§ **Directions**
Rewrite the stretch from the line containing "Target class: tall tree" through the line containing "[0,301,521,479]", putting "lawn" wherever "grass" appears and leaving everything else unchanged.

[Detection annotation records]
* START *

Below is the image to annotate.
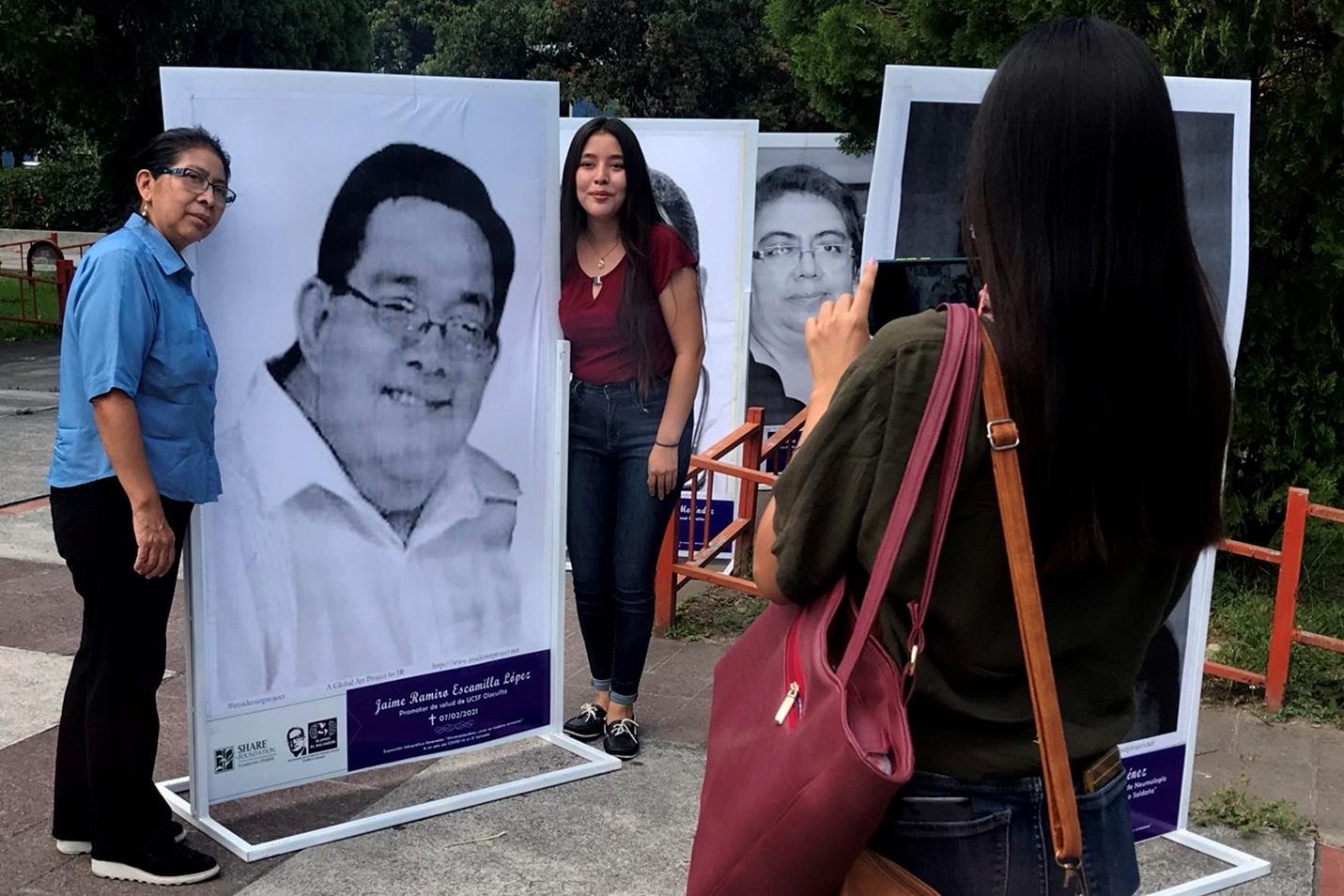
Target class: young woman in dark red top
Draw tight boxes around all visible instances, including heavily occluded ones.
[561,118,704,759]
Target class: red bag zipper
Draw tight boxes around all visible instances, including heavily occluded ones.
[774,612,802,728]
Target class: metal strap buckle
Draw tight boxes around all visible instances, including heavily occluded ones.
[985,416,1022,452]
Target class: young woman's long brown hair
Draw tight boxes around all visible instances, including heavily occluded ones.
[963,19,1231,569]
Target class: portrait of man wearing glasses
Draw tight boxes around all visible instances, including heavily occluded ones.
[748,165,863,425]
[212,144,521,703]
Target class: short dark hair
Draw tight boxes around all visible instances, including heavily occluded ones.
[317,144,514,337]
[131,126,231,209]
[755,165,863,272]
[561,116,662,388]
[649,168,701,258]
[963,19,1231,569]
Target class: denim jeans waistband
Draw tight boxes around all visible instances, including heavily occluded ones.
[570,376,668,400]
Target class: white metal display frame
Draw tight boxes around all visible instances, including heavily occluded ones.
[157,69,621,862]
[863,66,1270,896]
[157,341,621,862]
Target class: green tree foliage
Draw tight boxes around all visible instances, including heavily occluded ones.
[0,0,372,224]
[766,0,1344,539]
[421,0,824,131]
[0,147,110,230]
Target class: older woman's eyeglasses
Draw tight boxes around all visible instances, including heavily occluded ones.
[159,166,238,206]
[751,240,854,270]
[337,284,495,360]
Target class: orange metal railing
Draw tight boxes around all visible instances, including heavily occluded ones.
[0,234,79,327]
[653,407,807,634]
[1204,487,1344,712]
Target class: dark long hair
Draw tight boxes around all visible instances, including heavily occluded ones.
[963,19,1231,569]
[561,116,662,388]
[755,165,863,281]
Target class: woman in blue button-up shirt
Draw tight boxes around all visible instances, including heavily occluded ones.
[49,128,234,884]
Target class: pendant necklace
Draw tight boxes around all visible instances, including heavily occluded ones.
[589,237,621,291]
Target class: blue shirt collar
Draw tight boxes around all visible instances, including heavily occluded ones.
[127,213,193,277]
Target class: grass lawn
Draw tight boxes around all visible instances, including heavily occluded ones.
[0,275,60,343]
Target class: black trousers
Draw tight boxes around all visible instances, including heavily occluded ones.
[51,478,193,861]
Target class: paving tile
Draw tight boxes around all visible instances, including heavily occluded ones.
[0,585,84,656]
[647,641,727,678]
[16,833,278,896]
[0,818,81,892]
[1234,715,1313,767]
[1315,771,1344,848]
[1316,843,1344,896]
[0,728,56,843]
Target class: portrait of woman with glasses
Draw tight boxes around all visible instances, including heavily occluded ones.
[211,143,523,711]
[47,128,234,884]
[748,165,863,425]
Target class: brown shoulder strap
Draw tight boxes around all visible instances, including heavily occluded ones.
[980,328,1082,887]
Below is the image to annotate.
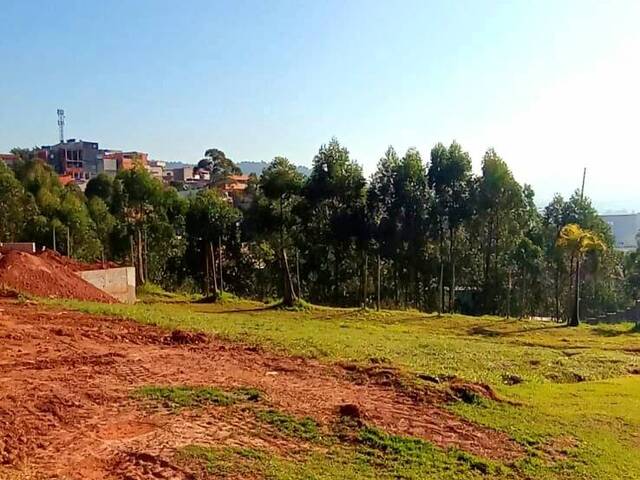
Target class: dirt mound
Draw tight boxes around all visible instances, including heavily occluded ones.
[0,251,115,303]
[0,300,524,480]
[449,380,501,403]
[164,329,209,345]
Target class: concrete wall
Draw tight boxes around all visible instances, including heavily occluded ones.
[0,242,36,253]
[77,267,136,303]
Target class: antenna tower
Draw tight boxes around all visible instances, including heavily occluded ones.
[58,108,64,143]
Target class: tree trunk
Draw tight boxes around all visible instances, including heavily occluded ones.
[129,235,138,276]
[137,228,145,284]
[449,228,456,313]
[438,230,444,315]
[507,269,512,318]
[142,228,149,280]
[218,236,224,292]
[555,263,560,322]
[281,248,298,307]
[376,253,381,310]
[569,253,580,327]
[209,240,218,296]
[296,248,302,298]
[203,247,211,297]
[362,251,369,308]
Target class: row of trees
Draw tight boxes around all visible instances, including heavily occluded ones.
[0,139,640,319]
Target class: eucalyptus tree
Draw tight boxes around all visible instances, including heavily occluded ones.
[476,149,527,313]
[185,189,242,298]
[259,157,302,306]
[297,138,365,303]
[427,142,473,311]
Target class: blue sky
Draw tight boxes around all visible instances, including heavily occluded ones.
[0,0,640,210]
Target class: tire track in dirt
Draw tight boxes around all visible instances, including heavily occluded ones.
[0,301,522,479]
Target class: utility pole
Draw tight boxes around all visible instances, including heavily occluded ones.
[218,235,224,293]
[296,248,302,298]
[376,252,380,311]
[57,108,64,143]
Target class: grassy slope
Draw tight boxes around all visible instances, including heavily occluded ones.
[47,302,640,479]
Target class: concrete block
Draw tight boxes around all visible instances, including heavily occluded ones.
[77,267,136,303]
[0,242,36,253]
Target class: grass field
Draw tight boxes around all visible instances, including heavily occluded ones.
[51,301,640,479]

* END *
* START *

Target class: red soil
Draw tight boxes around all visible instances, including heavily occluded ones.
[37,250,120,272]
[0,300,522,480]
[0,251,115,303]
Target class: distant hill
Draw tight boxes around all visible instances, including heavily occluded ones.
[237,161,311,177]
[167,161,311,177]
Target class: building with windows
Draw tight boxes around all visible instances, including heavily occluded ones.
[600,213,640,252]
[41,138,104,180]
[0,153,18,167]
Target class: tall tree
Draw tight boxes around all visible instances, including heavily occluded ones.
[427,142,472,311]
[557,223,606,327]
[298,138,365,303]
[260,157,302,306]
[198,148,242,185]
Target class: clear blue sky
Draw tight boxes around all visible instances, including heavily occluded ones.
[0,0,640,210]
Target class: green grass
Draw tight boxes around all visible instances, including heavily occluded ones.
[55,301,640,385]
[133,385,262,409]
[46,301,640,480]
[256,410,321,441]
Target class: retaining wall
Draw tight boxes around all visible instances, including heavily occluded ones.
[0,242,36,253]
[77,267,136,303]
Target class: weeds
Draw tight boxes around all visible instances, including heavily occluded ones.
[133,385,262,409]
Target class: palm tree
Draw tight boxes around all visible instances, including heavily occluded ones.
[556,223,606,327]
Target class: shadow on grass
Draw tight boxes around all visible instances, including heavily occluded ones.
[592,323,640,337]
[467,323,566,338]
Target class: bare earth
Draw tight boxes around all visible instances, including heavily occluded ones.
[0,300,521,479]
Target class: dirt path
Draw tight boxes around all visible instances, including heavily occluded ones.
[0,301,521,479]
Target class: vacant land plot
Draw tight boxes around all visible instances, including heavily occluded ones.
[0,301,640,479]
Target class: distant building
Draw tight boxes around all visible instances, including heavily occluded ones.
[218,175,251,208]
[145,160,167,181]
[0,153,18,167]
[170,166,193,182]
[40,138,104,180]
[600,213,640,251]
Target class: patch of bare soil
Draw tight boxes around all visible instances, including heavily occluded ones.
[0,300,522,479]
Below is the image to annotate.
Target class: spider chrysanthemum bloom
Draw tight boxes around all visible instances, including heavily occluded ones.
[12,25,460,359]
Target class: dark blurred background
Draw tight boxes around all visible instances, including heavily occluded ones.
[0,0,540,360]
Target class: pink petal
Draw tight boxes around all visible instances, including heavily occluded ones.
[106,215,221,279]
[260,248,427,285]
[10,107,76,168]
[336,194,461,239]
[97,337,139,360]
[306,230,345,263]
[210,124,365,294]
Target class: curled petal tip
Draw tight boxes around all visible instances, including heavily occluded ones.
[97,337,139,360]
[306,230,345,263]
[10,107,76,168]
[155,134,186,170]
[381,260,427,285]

* END *
* START *

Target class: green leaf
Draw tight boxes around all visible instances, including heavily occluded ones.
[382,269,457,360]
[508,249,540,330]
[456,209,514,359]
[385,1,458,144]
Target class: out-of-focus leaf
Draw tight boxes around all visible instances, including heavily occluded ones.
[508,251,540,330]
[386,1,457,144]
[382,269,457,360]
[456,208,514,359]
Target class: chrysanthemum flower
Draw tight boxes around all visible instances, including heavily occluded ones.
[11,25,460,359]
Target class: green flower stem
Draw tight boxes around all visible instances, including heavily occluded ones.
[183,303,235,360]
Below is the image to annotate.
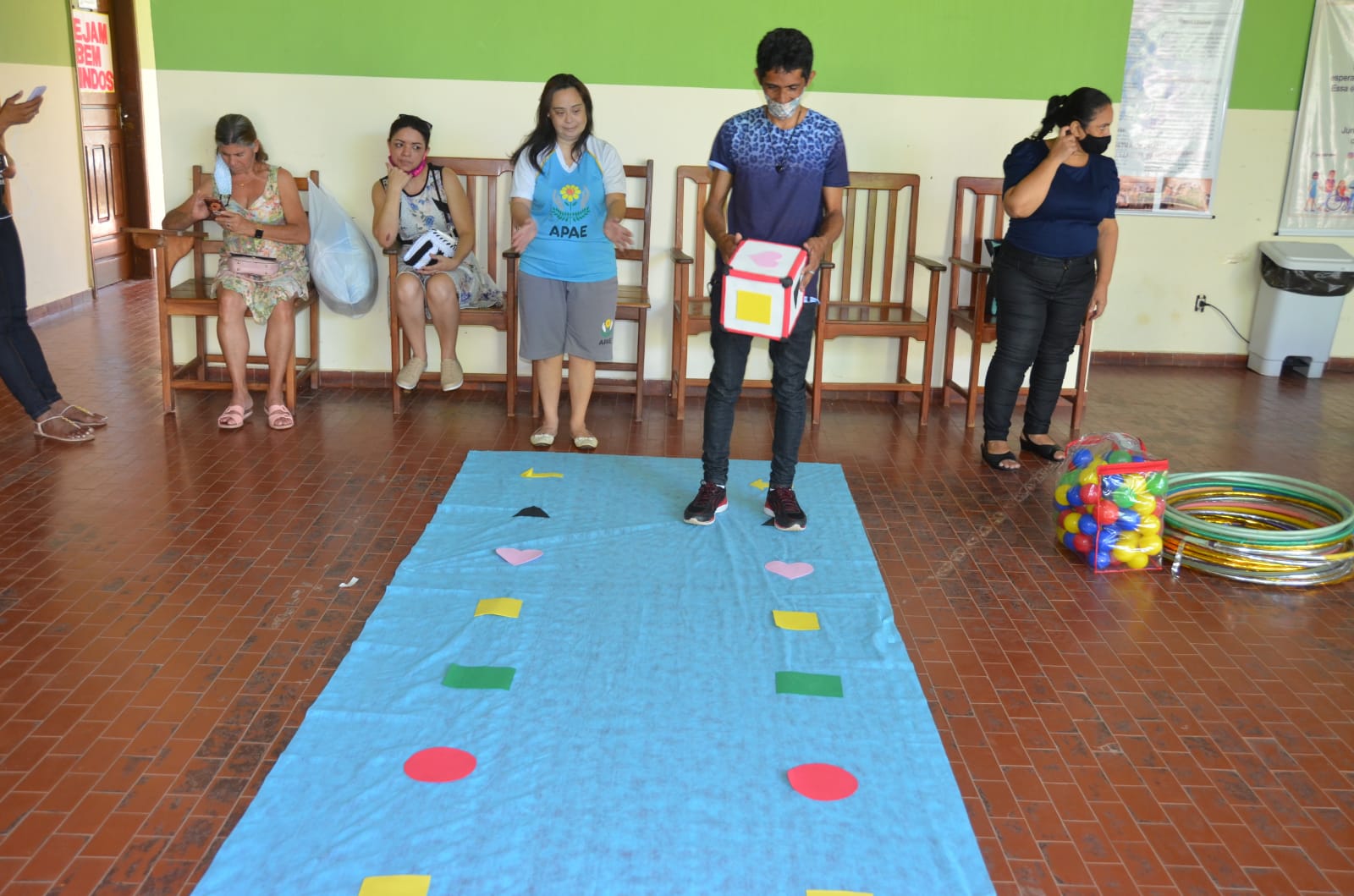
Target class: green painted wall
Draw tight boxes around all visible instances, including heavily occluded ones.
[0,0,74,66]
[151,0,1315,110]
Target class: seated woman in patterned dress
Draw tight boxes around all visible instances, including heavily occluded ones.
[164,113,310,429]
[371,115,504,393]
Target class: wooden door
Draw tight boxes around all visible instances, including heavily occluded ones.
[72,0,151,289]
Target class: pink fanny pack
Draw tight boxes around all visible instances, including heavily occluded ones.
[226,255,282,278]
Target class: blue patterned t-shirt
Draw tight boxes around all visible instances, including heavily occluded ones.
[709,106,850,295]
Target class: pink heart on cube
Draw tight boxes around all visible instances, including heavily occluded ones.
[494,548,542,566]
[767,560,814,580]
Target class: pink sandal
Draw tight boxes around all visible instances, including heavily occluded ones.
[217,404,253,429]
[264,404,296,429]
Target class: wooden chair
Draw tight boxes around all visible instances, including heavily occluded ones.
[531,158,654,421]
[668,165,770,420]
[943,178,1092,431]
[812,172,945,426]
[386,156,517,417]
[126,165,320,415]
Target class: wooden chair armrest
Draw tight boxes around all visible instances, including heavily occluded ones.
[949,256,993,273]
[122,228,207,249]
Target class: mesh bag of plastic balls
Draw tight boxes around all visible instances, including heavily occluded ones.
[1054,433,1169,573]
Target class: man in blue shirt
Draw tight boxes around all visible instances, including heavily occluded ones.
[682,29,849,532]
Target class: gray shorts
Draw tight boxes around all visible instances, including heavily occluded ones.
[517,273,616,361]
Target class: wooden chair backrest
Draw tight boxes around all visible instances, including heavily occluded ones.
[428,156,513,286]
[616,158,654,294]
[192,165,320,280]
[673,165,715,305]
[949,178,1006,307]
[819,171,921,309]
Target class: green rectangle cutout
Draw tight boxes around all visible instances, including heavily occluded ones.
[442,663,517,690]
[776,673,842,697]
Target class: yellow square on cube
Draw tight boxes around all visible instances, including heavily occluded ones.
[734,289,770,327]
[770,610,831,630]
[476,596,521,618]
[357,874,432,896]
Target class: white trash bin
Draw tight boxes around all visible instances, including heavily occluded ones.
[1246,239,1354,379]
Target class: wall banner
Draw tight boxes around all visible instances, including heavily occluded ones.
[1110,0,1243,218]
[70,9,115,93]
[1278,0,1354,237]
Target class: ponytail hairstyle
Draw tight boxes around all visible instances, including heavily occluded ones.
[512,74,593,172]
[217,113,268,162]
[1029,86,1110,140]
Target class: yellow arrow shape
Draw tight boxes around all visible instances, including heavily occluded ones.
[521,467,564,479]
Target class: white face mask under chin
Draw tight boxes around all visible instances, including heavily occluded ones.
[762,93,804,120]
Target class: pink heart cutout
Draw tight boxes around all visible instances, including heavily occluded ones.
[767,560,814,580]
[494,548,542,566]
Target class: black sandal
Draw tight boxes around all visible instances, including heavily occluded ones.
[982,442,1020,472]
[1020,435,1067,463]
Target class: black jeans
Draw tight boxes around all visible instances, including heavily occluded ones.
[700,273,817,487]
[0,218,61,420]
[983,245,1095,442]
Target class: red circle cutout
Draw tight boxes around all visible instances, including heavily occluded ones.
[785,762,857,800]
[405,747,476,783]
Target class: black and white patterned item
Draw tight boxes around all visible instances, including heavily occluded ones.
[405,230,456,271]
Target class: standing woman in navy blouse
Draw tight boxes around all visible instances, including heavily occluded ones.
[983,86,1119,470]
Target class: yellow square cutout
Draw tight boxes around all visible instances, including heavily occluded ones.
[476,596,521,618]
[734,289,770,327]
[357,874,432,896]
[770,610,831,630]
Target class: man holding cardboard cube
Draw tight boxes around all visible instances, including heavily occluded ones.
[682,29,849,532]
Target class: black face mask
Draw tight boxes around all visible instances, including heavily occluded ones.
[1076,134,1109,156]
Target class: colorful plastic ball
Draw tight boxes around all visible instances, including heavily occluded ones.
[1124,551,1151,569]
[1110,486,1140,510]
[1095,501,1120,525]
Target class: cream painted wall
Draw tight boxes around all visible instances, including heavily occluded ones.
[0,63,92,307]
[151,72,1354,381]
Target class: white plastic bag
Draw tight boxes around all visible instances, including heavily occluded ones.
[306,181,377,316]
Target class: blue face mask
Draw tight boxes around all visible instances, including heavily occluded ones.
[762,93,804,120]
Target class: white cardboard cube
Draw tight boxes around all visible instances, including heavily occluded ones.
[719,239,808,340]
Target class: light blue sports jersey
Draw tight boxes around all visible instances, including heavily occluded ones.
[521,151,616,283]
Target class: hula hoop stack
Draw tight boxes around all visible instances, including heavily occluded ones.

* END *

§ **The solution**
Target class: tall tree
Draw tight boxes around all visible instances, including heavily occluded ones.
[427,142,472,311]
[557,223,606,327]
[298,138,365,303]
[260,157,302,306]
[198,148,242,185]
Target class: clear blue sky
Draw tight boxes around all visible instances, including heavily occluded ones.
[0,0,640,210]
Target class: green lawn
Draw tight boxes around all visible instances, including heavily occluded ones.
[55,301,640,385]
[133,385,262,409]
[46,301,640,480]
[256,410,321,441]
Target class: retaining wall
Draw tight boxes around all visible instances, including heavily occluded ones.
[0,242,36,253]
[77,267,136,303]
Target class: weeds
Draw tight boxes around all visible instances, including heavily occluded ones.
[133,385,262,409]
Target class: palm tree
Draw tight boxes around all visible instances, including heavily occluded ones.
[556,223,606,327]
Target class: shadow on lawn
Draw tight boxes around all visible instances, including heavily occluded ones.
[592,323,640,337]
[467,323,566,338]
Target class: bare earth
Draw tight boxes around all visible instances, including heavily occluded ones.
[0,300,521,479]
Target class: dirt path
Draw tight boxes around all visible instances, including heavily occluded ones.
[0,301,521,479]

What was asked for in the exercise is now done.